Your assignment.
Using the word "green" as the filter, copy each matching line from the records.

Supplied material.
-*-

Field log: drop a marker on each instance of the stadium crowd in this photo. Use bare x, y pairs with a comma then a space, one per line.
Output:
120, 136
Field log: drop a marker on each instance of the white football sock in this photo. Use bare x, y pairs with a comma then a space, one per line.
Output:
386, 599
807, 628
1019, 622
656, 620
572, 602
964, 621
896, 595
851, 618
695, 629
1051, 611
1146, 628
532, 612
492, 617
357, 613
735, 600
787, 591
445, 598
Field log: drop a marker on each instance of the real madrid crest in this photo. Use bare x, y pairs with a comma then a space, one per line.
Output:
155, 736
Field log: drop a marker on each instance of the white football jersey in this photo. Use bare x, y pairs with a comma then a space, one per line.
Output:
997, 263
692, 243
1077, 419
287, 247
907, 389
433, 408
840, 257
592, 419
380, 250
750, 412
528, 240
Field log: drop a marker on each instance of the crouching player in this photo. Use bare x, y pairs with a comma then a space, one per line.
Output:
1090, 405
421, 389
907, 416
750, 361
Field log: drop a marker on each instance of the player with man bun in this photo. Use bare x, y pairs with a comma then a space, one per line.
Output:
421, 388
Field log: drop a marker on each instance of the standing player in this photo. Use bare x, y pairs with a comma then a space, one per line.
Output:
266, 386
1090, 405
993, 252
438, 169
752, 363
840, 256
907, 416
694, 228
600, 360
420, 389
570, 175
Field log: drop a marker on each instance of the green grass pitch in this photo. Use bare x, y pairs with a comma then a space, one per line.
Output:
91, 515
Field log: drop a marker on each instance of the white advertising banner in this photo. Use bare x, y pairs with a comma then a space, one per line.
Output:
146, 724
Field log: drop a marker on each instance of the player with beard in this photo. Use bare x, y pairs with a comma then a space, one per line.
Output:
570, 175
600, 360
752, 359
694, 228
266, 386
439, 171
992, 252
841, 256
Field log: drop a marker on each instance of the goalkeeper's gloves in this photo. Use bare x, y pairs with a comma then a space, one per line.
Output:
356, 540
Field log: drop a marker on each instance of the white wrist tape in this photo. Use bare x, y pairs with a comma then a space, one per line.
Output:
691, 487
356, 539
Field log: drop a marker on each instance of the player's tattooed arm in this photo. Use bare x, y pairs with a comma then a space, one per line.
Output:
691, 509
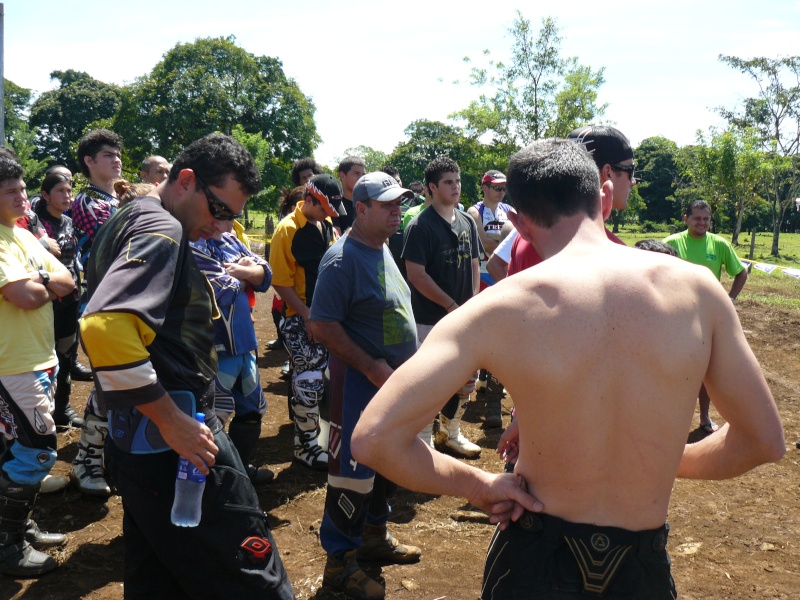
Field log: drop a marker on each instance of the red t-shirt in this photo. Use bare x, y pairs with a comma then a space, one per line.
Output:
524, 255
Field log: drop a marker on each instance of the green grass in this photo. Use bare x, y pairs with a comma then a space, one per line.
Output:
773, 289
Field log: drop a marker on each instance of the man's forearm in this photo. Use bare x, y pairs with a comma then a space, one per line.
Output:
738, 284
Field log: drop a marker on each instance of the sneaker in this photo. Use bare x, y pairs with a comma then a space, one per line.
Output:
312, 456
343, 574
380, 546
494, 414
457, 444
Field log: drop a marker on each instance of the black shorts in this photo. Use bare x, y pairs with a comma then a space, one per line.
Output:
541, 556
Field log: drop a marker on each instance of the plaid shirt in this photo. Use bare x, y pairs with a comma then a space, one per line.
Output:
91, 208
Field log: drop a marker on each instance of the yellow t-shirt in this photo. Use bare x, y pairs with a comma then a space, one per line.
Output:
26, 336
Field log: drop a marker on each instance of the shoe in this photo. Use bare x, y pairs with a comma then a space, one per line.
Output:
311, 455
449, 436
53, 483
66, 417
344, 575
42, 540
426, 435
494, 414
18, 558
380, 546
87, 466
80, 372
259, 475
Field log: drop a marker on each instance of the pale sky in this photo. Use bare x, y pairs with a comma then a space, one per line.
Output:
373, 67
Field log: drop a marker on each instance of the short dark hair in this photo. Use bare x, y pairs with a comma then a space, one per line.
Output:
10, 169
551, 179
290, 198
656, 246
51, 180
92, 143
390, 170
216, 156
348, 162
437, 168
699, 205
304, 164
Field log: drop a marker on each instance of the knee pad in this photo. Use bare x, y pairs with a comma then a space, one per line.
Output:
309, 388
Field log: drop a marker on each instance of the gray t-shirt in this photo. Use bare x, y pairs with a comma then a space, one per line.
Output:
362, 288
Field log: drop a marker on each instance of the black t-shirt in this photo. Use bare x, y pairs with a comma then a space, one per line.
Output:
446, 250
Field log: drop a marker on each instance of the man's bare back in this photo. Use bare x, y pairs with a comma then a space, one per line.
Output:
603, 349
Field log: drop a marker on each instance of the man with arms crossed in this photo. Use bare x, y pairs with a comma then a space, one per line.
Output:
148, 331
441, 249
710, 250
585, 322
364, 319
30, 279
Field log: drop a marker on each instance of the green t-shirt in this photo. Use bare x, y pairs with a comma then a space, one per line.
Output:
711, 250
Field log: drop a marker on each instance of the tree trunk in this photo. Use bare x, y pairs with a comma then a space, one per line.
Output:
738, 228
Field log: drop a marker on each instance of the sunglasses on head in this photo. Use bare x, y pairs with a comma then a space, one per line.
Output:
629, 169
218, 209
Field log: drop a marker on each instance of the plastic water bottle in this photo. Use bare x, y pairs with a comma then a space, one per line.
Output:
189, 486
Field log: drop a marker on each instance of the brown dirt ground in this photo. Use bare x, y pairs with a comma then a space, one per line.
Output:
730, 539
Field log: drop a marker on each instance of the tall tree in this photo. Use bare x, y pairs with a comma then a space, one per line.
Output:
214, 85
775, 109
774, 113
657, 176
62, 115
429, 139
536, 94
374, 159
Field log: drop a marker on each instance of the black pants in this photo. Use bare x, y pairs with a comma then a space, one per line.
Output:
541, 556
231, 554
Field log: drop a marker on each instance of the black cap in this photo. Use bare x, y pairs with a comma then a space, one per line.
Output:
607, 145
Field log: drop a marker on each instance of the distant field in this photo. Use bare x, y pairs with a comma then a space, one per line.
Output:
775, 289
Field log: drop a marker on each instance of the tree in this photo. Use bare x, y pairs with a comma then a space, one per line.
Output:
374, 159
657, 176
774, 114
729, 168
214, 85
537, 94
429, 139
775, 111
62, 115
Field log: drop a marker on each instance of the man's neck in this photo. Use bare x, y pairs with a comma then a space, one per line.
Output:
105, 186
444, 210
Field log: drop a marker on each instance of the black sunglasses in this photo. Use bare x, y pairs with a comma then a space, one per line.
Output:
218, 209
629, 169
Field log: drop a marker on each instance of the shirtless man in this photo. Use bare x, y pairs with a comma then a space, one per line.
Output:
593, 315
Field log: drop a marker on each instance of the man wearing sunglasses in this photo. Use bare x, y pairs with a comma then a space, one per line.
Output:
613, 155
148, 331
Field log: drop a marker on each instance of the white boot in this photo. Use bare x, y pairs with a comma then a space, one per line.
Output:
449, 434
87, 467
426, 435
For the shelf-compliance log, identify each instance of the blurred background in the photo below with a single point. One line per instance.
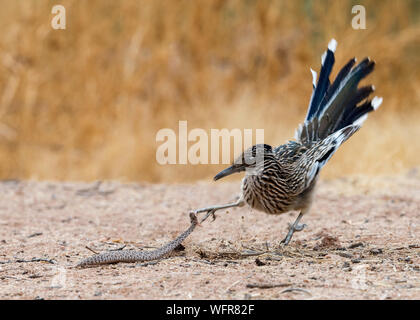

-*-

Response for this exercise.
Field log: drop a marker on each instance of the green grass pitch in this photo. Use bare x, y pairs with a comma then a space, one per line.
Field log: drop a marker on each instance of the green grass in this photo. Use bare x, y pairs with a comma then a space, one per line.
Field log: drop a marker on each instance of the green t-shirt in this photo. Use bare x, y pairs with a comma then a space, one per line.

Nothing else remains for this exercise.